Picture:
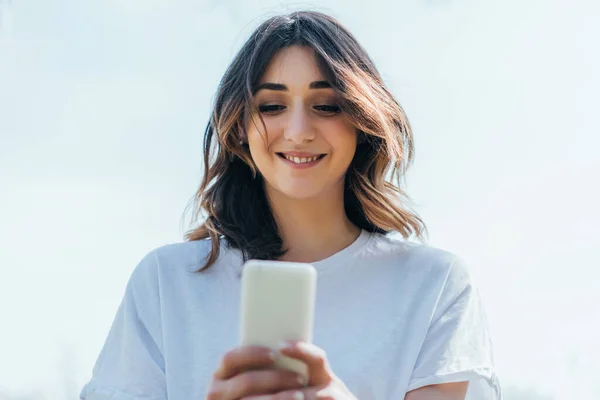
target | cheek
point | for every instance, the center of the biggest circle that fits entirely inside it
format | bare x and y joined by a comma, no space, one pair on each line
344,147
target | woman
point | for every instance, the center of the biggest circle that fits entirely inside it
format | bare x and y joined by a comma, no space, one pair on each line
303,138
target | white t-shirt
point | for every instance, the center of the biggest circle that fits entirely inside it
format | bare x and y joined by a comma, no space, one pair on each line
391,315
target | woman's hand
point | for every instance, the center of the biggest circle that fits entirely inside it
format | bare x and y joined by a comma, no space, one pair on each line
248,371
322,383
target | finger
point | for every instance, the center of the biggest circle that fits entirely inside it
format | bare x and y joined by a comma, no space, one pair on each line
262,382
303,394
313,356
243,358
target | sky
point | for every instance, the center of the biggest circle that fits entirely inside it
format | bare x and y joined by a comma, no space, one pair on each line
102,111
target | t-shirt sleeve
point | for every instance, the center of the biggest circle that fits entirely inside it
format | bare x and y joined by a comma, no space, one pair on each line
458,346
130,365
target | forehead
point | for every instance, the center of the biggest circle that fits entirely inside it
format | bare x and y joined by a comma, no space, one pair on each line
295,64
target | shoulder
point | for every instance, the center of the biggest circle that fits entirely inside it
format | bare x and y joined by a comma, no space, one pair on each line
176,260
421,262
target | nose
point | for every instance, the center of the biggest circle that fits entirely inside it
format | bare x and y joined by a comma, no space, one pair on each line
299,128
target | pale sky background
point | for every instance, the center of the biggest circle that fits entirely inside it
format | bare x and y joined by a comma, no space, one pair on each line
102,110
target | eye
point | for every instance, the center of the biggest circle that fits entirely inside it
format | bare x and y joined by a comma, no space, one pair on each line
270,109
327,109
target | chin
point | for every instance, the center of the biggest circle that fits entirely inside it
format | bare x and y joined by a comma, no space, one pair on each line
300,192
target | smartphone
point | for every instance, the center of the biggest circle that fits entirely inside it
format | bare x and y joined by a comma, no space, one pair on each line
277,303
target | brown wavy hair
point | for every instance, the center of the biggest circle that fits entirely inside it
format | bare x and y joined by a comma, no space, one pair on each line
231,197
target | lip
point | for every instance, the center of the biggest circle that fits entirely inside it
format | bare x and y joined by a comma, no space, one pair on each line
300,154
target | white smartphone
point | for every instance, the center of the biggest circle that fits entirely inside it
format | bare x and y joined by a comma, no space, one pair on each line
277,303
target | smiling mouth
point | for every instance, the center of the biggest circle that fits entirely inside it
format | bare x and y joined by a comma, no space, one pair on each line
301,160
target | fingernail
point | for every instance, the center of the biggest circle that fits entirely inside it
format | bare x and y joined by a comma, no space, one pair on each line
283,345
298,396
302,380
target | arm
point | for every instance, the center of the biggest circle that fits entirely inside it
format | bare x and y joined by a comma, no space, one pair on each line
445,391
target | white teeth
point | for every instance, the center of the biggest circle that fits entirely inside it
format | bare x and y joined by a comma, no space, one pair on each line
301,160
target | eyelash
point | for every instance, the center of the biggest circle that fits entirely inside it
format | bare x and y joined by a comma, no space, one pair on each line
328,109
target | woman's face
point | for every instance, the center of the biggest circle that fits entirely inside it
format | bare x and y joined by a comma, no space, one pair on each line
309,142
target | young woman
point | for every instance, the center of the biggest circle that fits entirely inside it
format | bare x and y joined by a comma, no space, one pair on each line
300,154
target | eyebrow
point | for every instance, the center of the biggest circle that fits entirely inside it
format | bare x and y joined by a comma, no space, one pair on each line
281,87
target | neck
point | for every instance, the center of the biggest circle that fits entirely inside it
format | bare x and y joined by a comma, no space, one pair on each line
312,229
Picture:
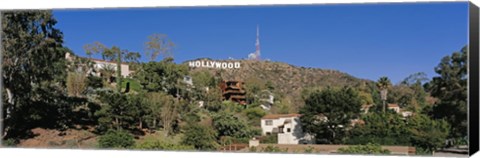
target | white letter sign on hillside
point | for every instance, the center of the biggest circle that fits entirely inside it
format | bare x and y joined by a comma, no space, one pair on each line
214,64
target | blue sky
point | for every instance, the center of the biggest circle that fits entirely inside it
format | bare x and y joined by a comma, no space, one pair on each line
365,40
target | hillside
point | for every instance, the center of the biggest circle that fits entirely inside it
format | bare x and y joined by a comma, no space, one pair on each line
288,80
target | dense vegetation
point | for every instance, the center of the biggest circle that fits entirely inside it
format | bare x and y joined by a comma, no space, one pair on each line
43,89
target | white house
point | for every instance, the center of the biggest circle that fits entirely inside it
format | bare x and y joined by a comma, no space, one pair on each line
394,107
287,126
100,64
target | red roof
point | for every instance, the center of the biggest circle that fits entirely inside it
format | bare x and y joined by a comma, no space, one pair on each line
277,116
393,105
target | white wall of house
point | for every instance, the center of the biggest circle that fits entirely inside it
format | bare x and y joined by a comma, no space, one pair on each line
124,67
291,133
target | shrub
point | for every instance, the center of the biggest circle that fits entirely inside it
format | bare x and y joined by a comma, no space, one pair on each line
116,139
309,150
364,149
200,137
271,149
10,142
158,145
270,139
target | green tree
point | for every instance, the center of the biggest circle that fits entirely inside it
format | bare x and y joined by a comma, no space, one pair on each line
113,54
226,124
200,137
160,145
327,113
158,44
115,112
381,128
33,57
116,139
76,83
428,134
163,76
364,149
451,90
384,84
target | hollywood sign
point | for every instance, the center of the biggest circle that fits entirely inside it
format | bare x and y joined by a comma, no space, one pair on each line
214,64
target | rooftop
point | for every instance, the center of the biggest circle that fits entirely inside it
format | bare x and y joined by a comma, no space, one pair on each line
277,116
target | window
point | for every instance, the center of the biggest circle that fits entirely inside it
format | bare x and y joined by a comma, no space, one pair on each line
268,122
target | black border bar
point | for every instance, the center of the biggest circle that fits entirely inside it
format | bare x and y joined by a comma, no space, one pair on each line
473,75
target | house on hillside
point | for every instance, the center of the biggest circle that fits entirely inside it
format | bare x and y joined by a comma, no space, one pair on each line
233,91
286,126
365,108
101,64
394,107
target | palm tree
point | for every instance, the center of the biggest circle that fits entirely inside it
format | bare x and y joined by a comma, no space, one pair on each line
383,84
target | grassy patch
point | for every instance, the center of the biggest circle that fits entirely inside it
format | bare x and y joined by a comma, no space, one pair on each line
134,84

━━━━━━━━

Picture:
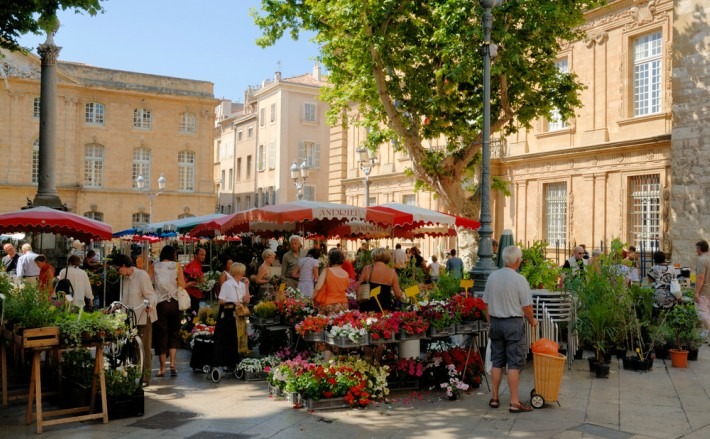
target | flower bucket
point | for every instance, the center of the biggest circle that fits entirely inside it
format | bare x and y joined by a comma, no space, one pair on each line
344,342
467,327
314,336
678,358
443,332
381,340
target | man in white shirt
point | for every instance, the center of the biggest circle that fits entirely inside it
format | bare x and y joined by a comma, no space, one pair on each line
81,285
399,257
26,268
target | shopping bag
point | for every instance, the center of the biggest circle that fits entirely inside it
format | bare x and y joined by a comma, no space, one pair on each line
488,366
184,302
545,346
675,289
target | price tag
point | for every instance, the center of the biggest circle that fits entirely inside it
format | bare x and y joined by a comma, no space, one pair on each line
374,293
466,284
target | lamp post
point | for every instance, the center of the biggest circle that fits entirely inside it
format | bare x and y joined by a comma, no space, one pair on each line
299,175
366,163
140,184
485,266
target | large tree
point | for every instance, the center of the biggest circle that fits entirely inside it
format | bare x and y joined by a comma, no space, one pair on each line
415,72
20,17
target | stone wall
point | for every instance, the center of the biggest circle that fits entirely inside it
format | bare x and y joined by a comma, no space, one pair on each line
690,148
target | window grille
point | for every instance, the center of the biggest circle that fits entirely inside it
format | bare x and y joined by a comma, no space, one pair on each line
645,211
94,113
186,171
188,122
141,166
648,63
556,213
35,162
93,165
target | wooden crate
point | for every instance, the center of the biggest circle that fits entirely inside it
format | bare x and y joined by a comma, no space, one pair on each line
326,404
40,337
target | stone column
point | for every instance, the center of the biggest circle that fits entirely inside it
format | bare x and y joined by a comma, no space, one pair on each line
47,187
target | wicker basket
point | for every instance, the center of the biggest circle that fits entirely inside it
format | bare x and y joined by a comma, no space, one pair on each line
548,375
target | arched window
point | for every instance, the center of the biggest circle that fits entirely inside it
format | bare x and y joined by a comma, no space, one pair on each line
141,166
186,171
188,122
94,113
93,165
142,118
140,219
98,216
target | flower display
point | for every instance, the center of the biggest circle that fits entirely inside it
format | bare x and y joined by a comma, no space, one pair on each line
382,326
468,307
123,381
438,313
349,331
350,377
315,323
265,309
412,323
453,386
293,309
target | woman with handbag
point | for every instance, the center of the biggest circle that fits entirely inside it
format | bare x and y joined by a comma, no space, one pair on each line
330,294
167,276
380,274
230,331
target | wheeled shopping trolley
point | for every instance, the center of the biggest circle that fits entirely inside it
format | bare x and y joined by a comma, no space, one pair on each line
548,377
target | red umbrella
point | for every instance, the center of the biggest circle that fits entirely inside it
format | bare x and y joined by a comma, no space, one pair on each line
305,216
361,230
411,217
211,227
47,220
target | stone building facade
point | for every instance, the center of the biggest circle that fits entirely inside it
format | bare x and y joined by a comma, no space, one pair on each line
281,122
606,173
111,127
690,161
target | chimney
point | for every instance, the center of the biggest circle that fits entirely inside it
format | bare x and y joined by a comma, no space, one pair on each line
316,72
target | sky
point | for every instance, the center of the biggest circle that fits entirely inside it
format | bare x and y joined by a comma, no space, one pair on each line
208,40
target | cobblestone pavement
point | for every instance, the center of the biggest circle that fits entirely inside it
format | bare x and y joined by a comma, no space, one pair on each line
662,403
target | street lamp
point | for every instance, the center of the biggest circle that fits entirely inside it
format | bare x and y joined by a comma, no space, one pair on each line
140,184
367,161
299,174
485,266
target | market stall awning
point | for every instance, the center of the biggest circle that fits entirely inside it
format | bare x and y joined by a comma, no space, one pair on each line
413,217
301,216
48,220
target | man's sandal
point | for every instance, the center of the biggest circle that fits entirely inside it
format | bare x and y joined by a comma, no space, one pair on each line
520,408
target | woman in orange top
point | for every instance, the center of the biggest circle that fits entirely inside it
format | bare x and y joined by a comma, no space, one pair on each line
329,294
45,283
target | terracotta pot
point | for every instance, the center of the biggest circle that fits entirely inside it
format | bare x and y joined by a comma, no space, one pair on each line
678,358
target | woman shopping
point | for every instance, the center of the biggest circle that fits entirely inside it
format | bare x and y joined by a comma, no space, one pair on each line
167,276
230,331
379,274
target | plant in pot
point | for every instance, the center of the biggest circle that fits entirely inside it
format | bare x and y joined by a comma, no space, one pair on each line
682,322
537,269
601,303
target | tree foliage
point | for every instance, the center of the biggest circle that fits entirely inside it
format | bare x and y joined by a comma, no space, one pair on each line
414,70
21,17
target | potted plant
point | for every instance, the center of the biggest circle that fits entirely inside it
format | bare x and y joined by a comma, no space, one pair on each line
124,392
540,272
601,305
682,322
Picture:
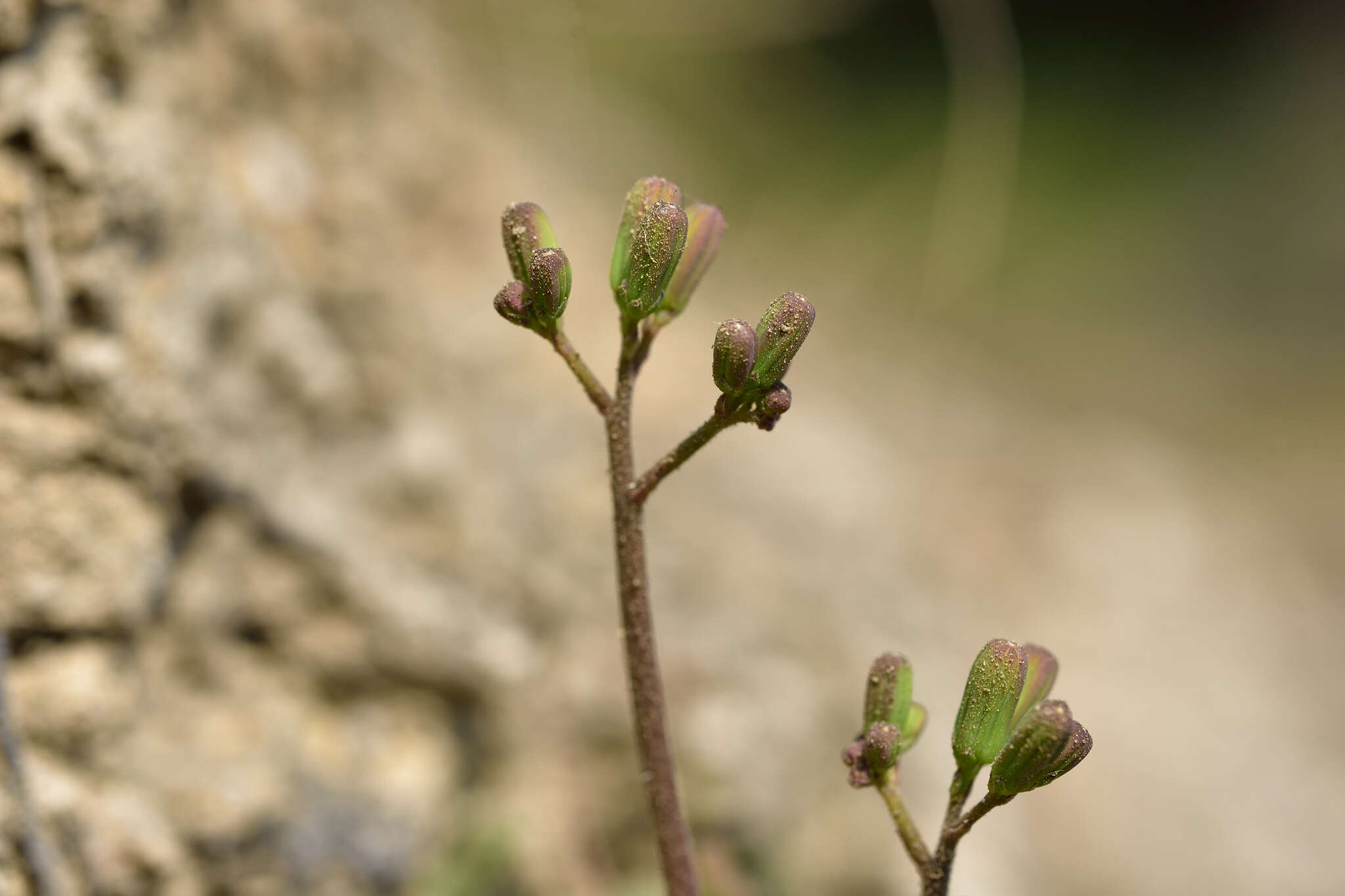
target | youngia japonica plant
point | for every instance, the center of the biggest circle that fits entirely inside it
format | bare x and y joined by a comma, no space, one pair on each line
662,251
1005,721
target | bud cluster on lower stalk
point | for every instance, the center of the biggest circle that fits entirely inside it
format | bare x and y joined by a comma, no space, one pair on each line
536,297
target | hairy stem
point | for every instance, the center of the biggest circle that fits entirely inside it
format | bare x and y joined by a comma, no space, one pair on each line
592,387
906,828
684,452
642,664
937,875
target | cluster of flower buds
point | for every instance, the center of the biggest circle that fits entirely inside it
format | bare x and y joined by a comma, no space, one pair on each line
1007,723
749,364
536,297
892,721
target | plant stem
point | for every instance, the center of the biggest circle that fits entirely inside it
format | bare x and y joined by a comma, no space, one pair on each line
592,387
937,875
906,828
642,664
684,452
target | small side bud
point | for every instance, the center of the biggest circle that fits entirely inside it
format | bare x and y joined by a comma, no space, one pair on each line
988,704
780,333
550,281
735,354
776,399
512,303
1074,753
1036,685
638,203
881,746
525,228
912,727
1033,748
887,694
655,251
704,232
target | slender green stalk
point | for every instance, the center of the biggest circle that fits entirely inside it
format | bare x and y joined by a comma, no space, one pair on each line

━━━━━━━━

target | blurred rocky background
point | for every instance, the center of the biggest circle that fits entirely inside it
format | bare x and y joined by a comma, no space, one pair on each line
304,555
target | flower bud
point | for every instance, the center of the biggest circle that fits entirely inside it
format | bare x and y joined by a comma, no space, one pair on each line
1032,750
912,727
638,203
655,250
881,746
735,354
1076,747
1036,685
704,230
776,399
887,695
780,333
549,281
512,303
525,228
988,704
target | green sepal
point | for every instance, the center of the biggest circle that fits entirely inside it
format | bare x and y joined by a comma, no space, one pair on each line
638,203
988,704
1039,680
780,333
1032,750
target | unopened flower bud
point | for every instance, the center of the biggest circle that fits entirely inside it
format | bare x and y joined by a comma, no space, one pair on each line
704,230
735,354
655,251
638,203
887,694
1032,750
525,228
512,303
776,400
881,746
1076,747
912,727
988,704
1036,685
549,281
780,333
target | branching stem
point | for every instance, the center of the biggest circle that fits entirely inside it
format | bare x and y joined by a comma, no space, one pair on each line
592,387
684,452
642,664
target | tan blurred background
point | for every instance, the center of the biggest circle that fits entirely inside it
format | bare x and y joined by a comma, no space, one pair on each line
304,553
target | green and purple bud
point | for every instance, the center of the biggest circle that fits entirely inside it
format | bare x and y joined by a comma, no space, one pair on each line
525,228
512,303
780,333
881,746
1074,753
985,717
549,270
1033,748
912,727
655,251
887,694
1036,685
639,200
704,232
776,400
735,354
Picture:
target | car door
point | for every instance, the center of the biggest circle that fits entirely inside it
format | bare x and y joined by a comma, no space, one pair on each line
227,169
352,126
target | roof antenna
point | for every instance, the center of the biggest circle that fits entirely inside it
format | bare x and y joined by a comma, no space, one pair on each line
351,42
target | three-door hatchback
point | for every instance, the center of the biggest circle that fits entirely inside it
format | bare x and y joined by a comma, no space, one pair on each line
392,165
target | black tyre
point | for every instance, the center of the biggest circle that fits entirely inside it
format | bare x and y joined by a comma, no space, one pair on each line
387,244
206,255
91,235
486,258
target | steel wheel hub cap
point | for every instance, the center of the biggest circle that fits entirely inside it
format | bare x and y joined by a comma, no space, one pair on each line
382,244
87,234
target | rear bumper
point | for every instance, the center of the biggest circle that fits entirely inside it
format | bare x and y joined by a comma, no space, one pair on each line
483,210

━━━━━━━━

■ Task statement
Report, word for word, each line in the items above that contains the string "blurred".

■ Reply to the task
target | blurred rocky background
target | tan blurred background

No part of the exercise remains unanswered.